OPDRACHT =
Geef aan in hoeveel regels van de gegevens hieronder het woord "with" voorkomt, en noem alleen dat aantal. Hoofdletters tellen mee, dus alleen precies deze schrijfwijze telt.

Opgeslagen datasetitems
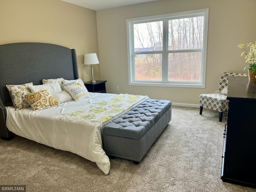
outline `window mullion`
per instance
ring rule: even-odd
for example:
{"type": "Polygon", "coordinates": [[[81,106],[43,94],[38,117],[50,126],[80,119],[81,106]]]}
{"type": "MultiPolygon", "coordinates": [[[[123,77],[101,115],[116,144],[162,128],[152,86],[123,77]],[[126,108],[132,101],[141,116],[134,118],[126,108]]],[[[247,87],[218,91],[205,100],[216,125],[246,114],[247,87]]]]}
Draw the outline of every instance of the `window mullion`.
{"type": "Polygon", "coordinates": [[[168,81],[168,20],[163,21],[163,54],[162,55],[162,81],[168,81]]]}

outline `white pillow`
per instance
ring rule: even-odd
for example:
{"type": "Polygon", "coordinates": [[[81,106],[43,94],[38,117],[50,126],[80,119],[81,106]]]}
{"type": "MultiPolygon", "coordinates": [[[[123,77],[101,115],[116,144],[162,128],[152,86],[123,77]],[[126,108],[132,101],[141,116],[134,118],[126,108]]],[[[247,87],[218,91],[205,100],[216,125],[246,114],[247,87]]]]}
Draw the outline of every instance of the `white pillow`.
{"type": "Polygon", "coordinates": [[[58,93],[61,91],[60,84],[58,82],[49,82],[45,84],[30,86],[29,88],[32,93],[36,93],[43,90],[48,90],[50,94],[58,93]]]}
{"type": "Polygon", "coordinates": [[[86,88],[84,86],[84,84],[83,81],[81,79],[75,79],[74,80],[66,80],[66,79],[64,79],[63,78],[62,78],[61,79],[62,80],[62,82],[63,82],[63,84],[66,84],[66,83],[71,83],[72,82],[75,82],[76,84],[79,83],[84,88],[84,90],[86,91],[88,91],[86,88]]]}
{"type": "Polygon", "coordinates": [[[53,93],[52,95],[60,103],[74,100],[71,95],[67,91],[62,91],[58,93],[53,93]]]}
{"type": "Polygon", "coordinates": [[[222,94],[222,95],[227,95],[228,94],[228,88],[224,87],[223,88],[221,91],[220,91],[220,94],[222,94]]]}
{"type": "Polygon", "coordinates": [[[71,95],[76,101],[79,101],[84,98],[90,97],[89,92],[86,91],[80,84],[69,85],[66,87],[66,90],[71,95]]]}

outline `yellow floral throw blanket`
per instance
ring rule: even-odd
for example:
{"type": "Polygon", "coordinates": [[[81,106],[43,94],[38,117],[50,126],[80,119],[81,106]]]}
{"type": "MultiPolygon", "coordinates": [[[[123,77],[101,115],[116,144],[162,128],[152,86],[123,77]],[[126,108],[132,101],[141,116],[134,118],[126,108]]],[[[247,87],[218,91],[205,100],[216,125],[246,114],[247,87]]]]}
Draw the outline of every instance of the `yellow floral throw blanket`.
{"type": "Polygon", "coordinates": [[[124,114],[148,98],[147,96],[141,95],[115,95],[105,100],[92,103],[82,110],[66,114],[64,118],[72,118],[76,121],[98,126],[101,124],[104,126],[106,123],[108,123],[112,118],[114,120],[118,115],[124,114]]]}

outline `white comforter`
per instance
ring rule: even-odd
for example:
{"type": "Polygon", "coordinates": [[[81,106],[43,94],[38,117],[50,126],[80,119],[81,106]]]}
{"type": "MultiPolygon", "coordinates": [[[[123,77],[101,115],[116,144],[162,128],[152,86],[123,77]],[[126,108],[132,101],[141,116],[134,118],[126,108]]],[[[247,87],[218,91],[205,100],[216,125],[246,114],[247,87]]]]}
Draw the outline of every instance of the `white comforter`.
{"type": "Polygon", "coordinates": [[[110,162],[102,149],[102,128],[148,98],[146,96],[90,93],[90,97],[35,111],[6,107],[6,124],[15,134],[96,162],[107,174],[110,162]]]}

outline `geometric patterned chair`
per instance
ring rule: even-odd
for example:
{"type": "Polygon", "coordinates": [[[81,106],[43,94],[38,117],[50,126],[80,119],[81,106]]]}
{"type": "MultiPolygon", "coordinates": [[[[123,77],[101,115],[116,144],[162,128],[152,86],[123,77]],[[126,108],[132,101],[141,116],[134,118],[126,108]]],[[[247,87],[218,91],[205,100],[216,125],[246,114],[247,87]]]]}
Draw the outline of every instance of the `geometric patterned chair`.
{"type": "Polygon", "coordinates": [[[230,76],[248,76],[248,74],[226,72],[220,78],[219,91],[220,93],[202,94],[199,96],[200,112],[202,115],[203,108],[212,109],[219,112],[220,122],[222,120],[223,112],[228,111],[228,101],[227,100],[228,77],[230,76]]]}

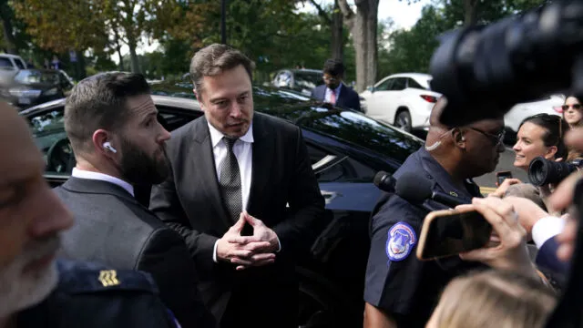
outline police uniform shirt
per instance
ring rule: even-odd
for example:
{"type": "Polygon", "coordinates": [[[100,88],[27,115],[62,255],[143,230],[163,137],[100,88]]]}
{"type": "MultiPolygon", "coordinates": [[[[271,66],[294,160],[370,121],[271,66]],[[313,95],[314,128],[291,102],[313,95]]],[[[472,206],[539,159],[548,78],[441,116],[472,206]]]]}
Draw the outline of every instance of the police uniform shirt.
{"type": "Polygon", "coordinates": [[[151,276],[90,262],[57,261],[59,282],[18,313],[18,328],[178,328],[151,276]]]}
{"type": "MultiPolygon", "coordinates": [[[[433,182],[433,190],[471,202],[482,197],[471,180],[456,187],[445,169],[422,148],[412,154],[394,175],[413,172],[433,182]]],[[[385,193],[371,220],[371,250],[366,269],[364,301],[389,313],[399,327],[424,327],[443,288],[456,275],[484,268],[459,257],[421,261],[415,250],[427,210],[385,193]]]]}

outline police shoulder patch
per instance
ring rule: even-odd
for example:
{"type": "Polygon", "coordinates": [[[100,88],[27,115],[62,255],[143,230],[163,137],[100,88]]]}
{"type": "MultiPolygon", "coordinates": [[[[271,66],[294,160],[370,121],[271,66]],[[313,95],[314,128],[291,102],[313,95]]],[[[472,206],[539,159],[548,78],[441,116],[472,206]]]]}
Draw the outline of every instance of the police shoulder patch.
{"type": "Polygon", "coordinates": [[[391,261],[403,261],[409,256],[417,242],[415,231],[405,222],[396,222],[389,229],[386,240],[386,255],[391,261]]]}

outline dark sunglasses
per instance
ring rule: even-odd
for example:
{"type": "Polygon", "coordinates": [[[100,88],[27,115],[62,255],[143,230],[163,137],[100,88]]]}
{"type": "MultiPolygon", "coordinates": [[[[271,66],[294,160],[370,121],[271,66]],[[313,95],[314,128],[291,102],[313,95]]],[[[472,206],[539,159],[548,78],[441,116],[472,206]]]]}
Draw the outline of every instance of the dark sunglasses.
{"type": "Polygon", "coordinates": [[[486,132],[483,131],[479,128],[472,128],[472,127],[468,127],[469,128],[473,129],[476,132],[479,132],[481,134],[483,134],[484,136],[486,136],[486,138],[487,138],[490,141],[492,141],[492,143],[495,146],[500,146],[502,144],[502,142],[504,142],[504,137],[506,136],[506,130],[502,130],[500,131],[498,134],[492,134],[490,132],[486,132]]]}
{"type": "Polygon", "coordinates": [[[563,110],[568,110],[569,107],[572,107],[573,109],[581,109],[581,104],[563,105],[561,106],[561,108],[563,108],[563,110]]]}

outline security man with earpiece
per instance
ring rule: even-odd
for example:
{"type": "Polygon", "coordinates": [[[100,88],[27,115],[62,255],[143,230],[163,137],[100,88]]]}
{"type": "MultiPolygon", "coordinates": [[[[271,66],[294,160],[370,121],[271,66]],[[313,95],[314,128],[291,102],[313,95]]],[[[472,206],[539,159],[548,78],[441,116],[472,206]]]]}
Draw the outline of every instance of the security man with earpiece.
{"type": "Polygon", "coordinates": [[[170,134],[144,77],[112,72],[80,81],[65,104],[65,130],[77,165],[55,191],[77,224],[64,234],[63,253],[148,272],[182,327],[216,326],[184,240],[135,197],[135,188],[169,172],[170,134]]]}
{"type": "MultiPolygon", "coordinates": [[[[496,169],[504,151],[504,120],[486,119],[464,127],[446,127],[434,107],[425,146],[409,156],[394,174],[422,176],[433,190],[471,202],[481,197],[472,178],[496,169]]],[[[421,261],[415,249],[427,210],[395,194],[384,193],[373,212],[371,250],[364,288],[364,327],[424,327],[441,290],[455,276],[478,264],[459,258],[421,261]]]]}

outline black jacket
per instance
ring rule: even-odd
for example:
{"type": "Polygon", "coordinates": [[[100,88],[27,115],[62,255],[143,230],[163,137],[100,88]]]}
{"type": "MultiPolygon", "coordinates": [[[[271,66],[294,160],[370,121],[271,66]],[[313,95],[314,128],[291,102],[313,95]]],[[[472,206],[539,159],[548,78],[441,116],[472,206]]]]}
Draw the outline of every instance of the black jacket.
{"type": "Polygon", "coordinates": [[[73,177],[55,191],[76,220],[63,236],[64,256],[148,272],[182,327],[214,326],[197,289],[194,262],[178,233],[113,183],[73,177]]]}

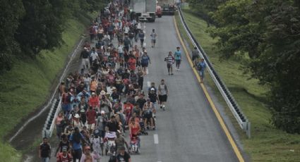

DE OPLOSSING =
2